# [原文节选]
柳州晚报 2010-07-29 08:25 大字

维稳官员的妻子,现在倒成了不稳定因素。

这几天,在武汉大学中南医院22楼陈玉莲的病房里,总有几个干部模样的人守着。你若是上前探听—— —听说陈玉莲转移了,转移到哪啦?人家就会礼貌地跟你握个手,问—— —你是哪家媒体的?然后客气地把你推出去。

其实她哪都没去,还在病房里。

政法委的领导亲自看着她,不让她见媒体。都说做女人难,做领导干部的女人更难,这个挨了打的厅官夫人最近正被要求发扬“高风亮节”呢。

被打成脑震荡

此前,在武昌警方的通报中,她在一场与6名膀大腰圆的警察“拉扯”中受到“轻微伤害”。

这一场与信访专班便衣“拉扯”引发的血案,持续时间共16分23秒,被家属认定为惨无人道。年近6旬且右臂残疾 、身体瘦弱的陈玉莲,全身瘀伤100多处,被打成脑震荡,左脚功能障碍,植物神经紊乱。

记者获知,在事发之后,这6名警察都回看了当时的录像,其中的一名警察看了视频后,连自己都忍不住抱头嚎啕大哭—— —是现场过于残酷,还是忽然的道德觉醒和人性复苏?一起寻常的殴打行为,不会比小说更能衍生想象力。这件事情的魔幻之处在于,公安方面的领导对受害者的解释—— —“纯属误会,没想到打了你这个大领导的夫人!”言下之意,打错了。本来以为是个苦大仇深的上访人员,没想到是个官太太。

家人也承认,陈玉莲穿得确实有点那么“寒碜”,长得也不富态。因为女儿黄芃芃生前高额的医疗费用,她的家境一直都不富裕,吃穿用度都很节省。在独生女儿去世后,她一度瘦得皮包骨,今年精神状态还好点,体重才达到了41公斤。

因此,其妹陈翠莲猜测,有可能他们真的“打错了”。当6名彪形大汉拳脚相加时,陈玉莲表示:我是省委干部的家属,你们为什么打我?”—— —可能“信访专班”对这类蒙骗过关的话听得太多,要是每个上访者都打着领导家属的招牌往里闯,这维稳工作还怎么做?况且眼前这妇人,穿着打扮也不像有身份的人。

然而,这事发生得蹊跷,家属也搞不明白—— — 如果陈玉莲本人在被打过程中不断声明“自己人”的身份,不至于使警察立即住手的话,那么周边围观邻居为其提供的身份佐证,警察为什么没有迟疑,反而还要爆出“就是省长的老婆也要打”的狠话?陈玉莲本人倒是觉得,自己被打并不是被“错打”这么简单,是有人故意实施报复。虽然她自认不是上访者,但是警方内部人坚称她因“女儿被医院治死”,上访多年。

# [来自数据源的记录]

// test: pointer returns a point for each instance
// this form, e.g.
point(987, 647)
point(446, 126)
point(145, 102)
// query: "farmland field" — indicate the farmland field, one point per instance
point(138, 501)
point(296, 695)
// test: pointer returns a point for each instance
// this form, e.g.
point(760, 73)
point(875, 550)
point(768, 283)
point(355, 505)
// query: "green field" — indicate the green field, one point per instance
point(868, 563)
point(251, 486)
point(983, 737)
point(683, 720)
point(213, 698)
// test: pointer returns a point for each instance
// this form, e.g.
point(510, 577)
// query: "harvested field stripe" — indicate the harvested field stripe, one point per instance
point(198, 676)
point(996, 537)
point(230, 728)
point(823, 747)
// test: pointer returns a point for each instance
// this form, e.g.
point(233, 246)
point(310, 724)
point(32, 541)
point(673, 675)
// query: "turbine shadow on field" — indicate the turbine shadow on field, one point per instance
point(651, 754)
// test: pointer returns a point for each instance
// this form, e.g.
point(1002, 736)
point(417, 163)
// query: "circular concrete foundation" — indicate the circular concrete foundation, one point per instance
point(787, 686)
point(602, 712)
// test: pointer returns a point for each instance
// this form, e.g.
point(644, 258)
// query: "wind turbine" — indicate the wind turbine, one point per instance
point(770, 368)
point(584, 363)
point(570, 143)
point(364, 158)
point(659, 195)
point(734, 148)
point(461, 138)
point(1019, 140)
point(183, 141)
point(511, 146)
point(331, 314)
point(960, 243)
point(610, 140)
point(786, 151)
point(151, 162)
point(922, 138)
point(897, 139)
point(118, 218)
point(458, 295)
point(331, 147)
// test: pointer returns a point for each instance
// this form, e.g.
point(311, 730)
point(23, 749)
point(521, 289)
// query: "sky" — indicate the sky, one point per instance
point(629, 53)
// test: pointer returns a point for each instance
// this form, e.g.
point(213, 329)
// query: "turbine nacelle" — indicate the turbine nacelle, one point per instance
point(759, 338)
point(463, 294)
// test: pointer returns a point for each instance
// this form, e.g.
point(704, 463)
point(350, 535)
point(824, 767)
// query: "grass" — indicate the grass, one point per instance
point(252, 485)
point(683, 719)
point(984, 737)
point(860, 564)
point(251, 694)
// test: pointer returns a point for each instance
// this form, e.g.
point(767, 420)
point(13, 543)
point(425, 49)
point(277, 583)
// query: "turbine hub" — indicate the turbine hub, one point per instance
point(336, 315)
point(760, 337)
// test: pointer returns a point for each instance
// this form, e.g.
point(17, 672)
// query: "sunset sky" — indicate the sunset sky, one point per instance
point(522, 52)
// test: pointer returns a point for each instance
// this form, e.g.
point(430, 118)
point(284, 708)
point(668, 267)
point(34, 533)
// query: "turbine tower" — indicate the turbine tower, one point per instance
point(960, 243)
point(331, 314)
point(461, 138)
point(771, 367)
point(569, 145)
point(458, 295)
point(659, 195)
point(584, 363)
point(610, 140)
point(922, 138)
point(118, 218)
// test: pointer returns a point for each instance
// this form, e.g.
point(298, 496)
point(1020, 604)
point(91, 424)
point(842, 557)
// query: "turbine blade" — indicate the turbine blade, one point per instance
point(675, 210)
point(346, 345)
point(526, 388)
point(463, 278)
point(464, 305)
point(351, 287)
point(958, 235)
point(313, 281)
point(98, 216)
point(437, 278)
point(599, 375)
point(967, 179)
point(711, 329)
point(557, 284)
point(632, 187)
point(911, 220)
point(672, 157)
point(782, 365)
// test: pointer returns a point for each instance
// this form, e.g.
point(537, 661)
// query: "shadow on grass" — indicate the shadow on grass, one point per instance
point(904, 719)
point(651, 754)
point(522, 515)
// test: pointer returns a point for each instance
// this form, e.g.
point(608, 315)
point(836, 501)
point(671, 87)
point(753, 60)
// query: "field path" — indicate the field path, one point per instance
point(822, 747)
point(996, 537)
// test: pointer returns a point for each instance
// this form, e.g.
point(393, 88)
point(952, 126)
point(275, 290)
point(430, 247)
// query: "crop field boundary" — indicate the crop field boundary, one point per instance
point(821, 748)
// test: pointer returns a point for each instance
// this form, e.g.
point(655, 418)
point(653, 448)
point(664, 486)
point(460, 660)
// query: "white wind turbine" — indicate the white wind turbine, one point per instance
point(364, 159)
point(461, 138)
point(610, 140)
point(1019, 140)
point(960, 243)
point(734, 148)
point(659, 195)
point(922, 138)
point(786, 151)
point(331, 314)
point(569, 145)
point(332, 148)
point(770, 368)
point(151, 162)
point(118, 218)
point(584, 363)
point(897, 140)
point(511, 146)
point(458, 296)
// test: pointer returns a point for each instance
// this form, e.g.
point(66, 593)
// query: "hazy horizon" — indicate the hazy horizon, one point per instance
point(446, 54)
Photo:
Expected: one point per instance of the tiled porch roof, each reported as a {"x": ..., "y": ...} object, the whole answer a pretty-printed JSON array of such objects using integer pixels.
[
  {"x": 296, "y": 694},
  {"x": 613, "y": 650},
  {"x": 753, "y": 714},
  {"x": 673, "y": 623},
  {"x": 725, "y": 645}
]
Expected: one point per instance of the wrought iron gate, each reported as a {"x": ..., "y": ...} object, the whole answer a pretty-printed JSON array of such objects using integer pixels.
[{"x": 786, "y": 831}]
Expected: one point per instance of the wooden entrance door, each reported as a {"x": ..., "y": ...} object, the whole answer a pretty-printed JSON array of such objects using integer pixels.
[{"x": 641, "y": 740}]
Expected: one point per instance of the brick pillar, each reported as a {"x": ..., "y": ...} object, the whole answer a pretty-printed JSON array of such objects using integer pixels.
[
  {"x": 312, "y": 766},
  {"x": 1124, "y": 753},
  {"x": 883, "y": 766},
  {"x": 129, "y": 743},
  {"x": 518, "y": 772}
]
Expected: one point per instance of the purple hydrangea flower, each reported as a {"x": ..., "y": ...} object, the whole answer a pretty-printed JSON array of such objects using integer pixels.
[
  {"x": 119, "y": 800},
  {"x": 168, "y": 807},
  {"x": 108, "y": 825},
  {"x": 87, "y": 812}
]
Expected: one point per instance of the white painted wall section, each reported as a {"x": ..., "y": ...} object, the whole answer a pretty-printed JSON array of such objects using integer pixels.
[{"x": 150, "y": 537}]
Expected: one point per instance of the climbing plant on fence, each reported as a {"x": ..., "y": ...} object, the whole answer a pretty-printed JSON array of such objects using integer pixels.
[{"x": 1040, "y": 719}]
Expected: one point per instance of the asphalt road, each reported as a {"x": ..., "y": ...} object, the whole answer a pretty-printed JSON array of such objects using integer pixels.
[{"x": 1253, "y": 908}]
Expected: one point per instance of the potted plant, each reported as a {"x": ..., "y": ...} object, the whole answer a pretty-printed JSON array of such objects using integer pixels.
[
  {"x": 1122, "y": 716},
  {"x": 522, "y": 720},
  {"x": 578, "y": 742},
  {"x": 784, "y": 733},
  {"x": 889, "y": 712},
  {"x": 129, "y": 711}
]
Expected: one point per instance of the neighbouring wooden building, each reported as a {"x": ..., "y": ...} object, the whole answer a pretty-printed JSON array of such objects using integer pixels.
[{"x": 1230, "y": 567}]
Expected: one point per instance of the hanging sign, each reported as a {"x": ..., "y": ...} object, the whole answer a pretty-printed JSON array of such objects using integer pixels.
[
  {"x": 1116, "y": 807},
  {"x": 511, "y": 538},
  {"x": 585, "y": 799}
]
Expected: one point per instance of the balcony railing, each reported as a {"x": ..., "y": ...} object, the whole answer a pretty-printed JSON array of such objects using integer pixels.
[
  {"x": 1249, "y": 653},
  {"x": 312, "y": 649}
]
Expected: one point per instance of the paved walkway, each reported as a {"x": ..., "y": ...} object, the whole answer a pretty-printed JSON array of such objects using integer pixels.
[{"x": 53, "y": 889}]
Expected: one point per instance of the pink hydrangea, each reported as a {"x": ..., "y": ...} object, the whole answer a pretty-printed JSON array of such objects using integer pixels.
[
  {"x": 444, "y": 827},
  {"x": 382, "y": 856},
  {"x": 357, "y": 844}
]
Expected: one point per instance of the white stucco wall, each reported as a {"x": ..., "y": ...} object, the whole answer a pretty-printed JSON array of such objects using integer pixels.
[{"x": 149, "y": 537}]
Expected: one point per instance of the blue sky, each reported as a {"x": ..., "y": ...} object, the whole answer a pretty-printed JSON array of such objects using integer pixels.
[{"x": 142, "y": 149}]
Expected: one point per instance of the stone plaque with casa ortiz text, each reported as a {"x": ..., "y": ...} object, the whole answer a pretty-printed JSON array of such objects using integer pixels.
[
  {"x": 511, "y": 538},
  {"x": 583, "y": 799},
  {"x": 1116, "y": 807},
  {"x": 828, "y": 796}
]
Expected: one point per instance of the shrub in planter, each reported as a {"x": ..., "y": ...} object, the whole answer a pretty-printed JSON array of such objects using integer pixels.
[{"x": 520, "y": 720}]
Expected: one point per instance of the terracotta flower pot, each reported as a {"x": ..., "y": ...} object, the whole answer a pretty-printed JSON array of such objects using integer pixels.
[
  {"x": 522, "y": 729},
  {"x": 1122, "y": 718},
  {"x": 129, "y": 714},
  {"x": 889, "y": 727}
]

# [任务说明]
能否从最后一句之后，把这篇关于陈玉莲被打的报道续写下去？ 这些记录是另一份独立的材料，与这篇报道无关。

# [练习答案]
不过,不管是“打错了”还是“没打错”,都足以引发热议。这个副厅级官员的夫人,以自己的悲情遭遇,逼真地还原了一个普通上访者可能要面临的困境。

“她是精神病”

作为一个老旧的城市,武汉实在是过于杂乱。不过,这种感觉在洪山路消失了,此处是省委省政府机关的集中地段,街道整洁,安静清新。湖北省委大院南大门在洪山路89号,除了两名威武的武警哨兵站岗,还有分别架设在5个方位的摄像头。

办公重地,壁垒森严。一个曾经在湖北省委大院进出几十年的老同志回忆说,当年省委机关是没院墙的,办公厅门前不远就有一条土路,是老百姓来来往往的一条便道,不少老百姓路过时还遇到书记省长在办公厅门口转悠说话,挺平常的。那时没听说领导有不安全的感觉。

不过,现在情况不一样了,大院一年比一年森严,经常有离退休的老干部在门口解释半天也不让进,最后气呼呼地走了,遑论一般老百姓。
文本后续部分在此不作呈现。